Prompt ▸
Return the listing below verbatim, line for line, leaving out the pictures.

Bounding box annotation entries:

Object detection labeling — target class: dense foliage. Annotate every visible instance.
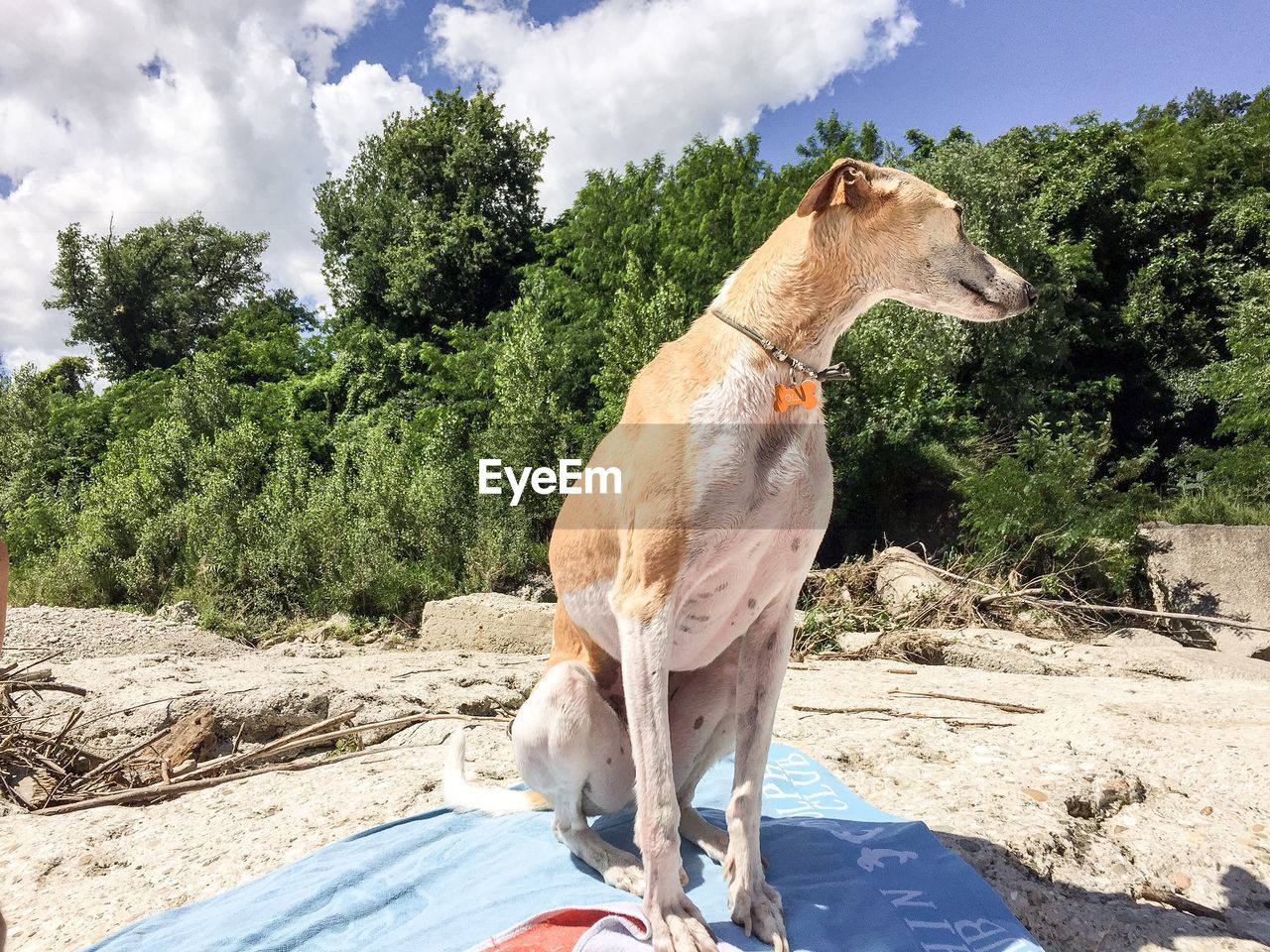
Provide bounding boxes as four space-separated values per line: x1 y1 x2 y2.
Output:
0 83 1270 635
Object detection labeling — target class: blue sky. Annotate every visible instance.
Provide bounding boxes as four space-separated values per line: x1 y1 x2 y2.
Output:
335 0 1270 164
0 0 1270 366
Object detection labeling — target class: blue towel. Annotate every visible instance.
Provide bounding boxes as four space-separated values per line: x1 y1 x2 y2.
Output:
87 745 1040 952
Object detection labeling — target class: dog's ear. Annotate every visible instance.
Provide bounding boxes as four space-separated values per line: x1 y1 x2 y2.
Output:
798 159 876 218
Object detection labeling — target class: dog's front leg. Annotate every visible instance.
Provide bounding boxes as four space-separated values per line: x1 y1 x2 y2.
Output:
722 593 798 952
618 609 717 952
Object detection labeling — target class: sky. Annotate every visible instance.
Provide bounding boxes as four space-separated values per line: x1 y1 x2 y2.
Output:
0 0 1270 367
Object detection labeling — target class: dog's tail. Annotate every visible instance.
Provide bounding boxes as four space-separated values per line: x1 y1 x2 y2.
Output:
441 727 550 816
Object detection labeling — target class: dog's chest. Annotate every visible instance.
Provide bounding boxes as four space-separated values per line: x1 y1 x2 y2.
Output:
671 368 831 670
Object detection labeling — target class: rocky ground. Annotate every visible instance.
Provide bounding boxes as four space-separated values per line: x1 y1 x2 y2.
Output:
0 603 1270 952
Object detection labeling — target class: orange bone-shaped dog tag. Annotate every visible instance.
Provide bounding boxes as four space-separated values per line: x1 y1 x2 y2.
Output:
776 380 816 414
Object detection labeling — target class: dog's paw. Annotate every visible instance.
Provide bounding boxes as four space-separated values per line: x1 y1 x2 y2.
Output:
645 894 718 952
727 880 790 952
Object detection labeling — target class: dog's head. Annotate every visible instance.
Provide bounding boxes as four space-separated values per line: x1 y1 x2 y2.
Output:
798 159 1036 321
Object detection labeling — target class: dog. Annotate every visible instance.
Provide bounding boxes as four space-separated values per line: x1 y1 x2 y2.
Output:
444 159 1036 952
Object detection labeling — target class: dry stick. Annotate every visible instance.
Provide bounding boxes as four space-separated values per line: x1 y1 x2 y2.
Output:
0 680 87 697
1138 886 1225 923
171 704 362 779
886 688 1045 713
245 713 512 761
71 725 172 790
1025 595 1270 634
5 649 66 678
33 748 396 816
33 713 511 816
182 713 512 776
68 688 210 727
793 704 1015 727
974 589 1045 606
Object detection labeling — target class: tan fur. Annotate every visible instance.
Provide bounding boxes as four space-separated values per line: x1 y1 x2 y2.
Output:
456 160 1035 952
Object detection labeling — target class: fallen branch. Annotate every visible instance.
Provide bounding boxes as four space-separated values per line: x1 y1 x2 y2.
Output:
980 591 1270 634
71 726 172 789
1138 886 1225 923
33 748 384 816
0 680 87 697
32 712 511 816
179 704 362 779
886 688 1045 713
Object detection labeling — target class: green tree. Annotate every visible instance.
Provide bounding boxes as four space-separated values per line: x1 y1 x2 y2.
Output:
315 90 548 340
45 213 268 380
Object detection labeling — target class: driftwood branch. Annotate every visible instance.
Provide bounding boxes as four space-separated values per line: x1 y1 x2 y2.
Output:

The output ▸
Object detection labeling — target class: dense foliage. Annotate every visible instance.
Provide bounding boxes as four space-separated values per line: x1 y1 x2 y2.
Output:
0 83 1270 635
Object detection labeling — target class: blue sky. Annotate every visible instance.
Provide bounding boxes as four space-separated values per line: x1 y1 x2 y2.
Output:
335 0 1270 164
0 0 1270 366
Object detection labeling — target class: blue towel. Annotate every visible instance.
Provide bounding boxes as four space-separated values per line: x1 y1 x2 y2.
Output:
87 745 1040 952
Object detection labeling — target class: dog's ear. Annotate every visible instance.
Provide bounding boxes as four space-separated values per line: x1 y1 x2 y2.
Output:
798 159 876 218
Object detection labeling — target class: dog's front leg. Annotate every visible instance.
Provide bounding boxes as four space-separated values per line: x1 y1 x2 y2.
Output:
722 593 798 952
618 609 717 952
Object detection labeling — target class: sky. Annotate every visible instance.
Provide bounding boxes as four space-separated values per line: x1 y1 x2 y2.
Output:
0 0 1270 367
Object detection labeling — target class: dog's tail. Annotate every visible instance.
Provide bounding boxes as four space-separated values per line: x1 y1 x2 y2.
Output:
441 727 550 816
Object detection labeling — target class: dog's chest. Annotate every visible instance.
Provide bounding boxes as four space-separated values per line: x1 y1 x2 y2.
Output:
671 368 831 670
Object detection labeling — target class: rocky ground. Annotate every visible instance.
Provide bounding boxes as four space-separated values per line: x1 y1 x2 y2.
Output:
0 603 1270 952
Object detection labeling — target class: orange bone-shaped dog tag. Annotate every visible instance.
Provide bounding boxes as four space-separated values per line: x1 y1 x2 y2.
Output:
776 380 816 414
Object detection labeling — target class: dog's paw. Annotate every visible instance.
Provide bounding boxes as four space-separated values per line: x1 y1 x2 y2.
Output:
645 894 718 952
727 880 790 952
Object detection labeling — target class: dog's head. Annotate every visible instance.
Provide bounding boxes as four space-separated values per line: x1 y1 x2 y2.
Output:
798 159 1036 321
Object detection labeling — target class: dog. Annotate every visible instance.
Provide bounding boxes as four space-separated values per line: x1 y1 x2 y2.
Output:
444 159 1036 952
Object detection labeling — target class: dry stick. Annotate every visible instance.
Provide bounding boxes as four space-separated values per line: x1 y1 x2 y2.
Output:
0 680 87 697
1138 886 1225 923
171 704 362 779
886 688 1045 713
245 713 512 761
71 725 172 790
1025 595 1270 634
5 649 66 678
33 748 396 816
33 713 511 816
182 713 512 776
68 688 210 727
793 704 1015 727
974 589 1045 606
Object detection labeling — target class: tan fur. Annotate every visible instance.
Provide bounding boxes as four space-separated values per line: x1 y1 x2 y2.
Output:
456 160 1035 952
Object detection labeling — target class: fallen branch. Annotate every visible instance.
Provide bounding boxes as four space-separated values per line: x1 y1 x2 y2.
Output:
980 591 1270 634
71 726 172 789
1138 886 1225 923
33 748 384 816
0 680 87 697
32 712 511 816
179 704 362 779
886 688 1045 713
Object detection labeling — target class: green tree. Annotate every visible instance.
Provide bounding boxes as four space-separated values per line: x1 y1 x2 y2.
Output:
315 90 548 340
45 213 268 380
Object detection labeling — target class: driftwood branch. Annotate every visible instance.
Provide bounding boxes as four space-separated values per line: x1 y1 x2 y2.
Output:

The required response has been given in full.